## START

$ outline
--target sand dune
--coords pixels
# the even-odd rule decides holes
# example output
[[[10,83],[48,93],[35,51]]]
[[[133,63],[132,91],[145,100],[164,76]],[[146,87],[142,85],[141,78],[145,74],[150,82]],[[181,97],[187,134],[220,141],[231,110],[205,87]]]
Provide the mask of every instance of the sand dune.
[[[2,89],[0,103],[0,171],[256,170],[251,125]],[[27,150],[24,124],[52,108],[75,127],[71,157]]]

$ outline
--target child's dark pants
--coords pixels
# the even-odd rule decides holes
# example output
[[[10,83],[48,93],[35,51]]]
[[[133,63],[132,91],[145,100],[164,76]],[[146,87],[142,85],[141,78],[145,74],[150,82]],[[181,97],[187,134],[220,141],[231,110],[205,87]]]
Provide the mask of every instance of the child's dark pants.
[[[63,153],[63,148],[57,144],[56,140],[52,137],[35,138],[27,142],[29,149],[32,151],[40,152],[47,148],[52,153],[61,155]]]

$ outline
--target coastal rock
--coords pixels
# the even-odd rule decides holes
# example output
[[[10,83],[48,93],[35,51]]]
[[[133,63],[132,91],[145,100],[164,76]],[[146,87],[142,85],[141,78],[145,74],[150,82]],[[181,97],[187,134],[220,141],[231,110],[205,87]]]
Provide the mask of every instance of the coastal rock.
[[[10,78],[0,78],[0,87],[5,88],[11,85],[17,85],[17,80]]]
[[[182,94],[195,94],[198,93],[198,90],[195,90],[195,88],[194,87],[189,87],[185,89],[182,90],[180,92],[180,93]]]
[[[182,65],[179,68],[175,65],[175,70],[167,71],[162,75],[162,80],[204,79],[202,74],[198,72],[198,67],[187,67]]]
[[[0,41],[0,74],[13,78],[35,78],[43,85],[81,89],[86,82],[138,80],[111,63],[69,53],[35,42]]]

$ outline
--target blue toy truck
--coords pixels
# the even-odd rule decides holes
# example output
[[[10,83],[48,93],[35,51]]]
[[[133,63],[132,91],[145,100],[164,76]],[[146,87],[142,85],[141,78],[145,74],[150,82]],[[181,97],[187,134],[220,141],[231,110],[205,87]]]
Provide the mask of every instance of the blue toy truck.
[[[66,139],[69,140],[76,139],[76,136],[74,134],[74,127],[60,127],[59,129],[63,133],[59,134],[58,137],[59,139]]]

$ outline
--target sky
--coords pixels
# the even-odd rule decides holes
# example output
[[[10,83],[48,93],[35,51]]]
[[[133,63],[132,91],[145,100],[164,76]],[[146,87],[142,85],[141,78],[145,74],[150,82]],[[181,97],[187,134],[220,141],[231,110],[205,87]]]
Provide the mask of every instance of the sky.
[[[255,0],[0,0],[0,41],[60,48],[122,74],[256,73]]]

## END
## START

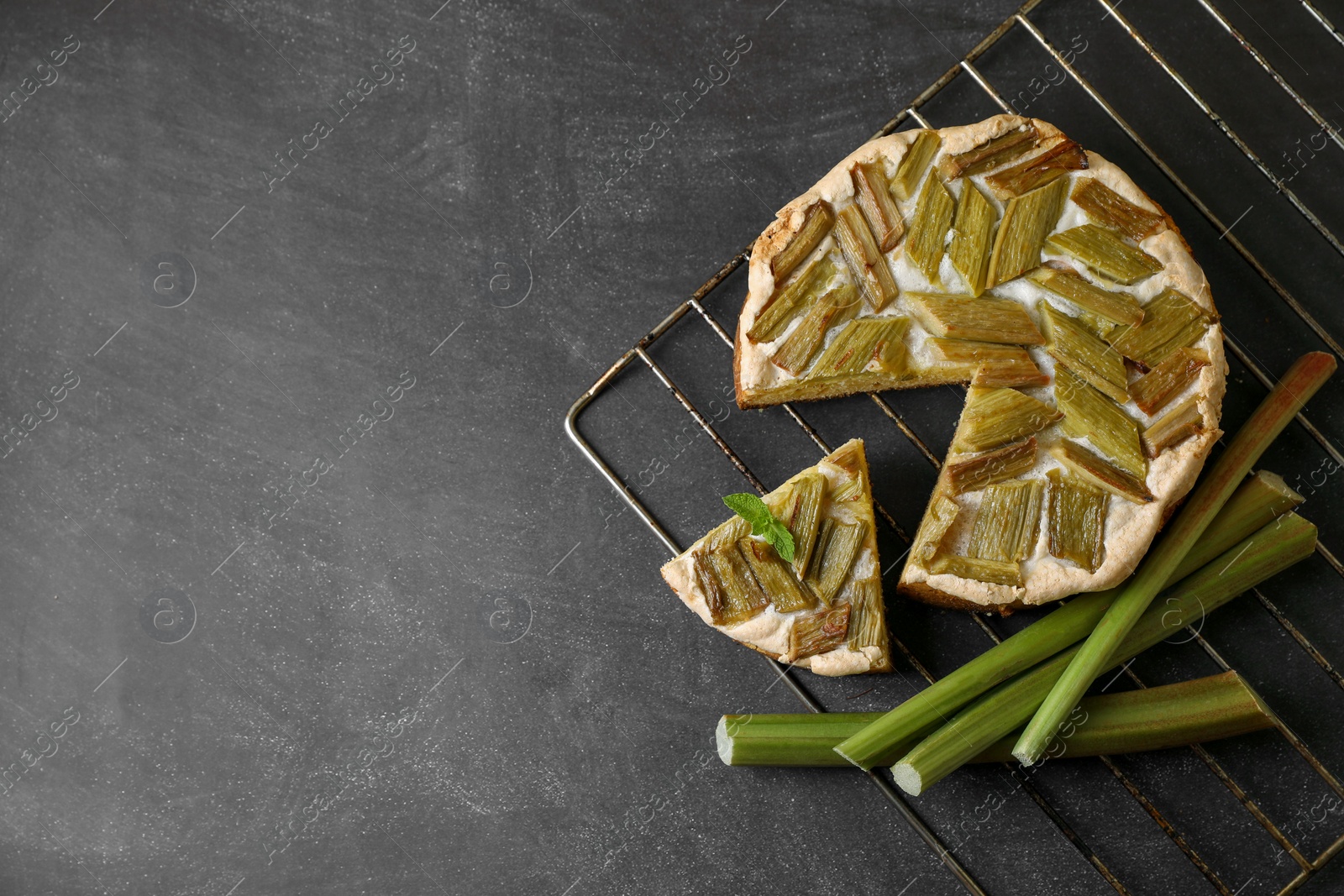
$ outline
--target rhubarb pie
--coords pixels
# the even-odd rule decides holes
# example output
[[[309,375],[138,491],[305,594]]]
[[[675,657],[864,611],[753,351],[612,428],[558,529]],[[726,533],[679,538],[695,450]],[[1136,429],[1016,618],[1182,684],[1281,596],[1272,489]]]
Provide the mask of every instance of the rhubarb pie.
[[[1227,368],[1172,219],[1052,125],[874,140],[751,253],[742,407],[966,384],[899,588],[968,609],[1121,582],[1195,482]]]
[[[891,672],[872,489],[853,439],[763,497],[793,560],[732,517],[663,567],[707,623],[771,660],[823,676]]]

## END

Return every line of the data above that contains the string "blue".

--target blue toy truck
Provide the mask of every instance of the blue toy truck.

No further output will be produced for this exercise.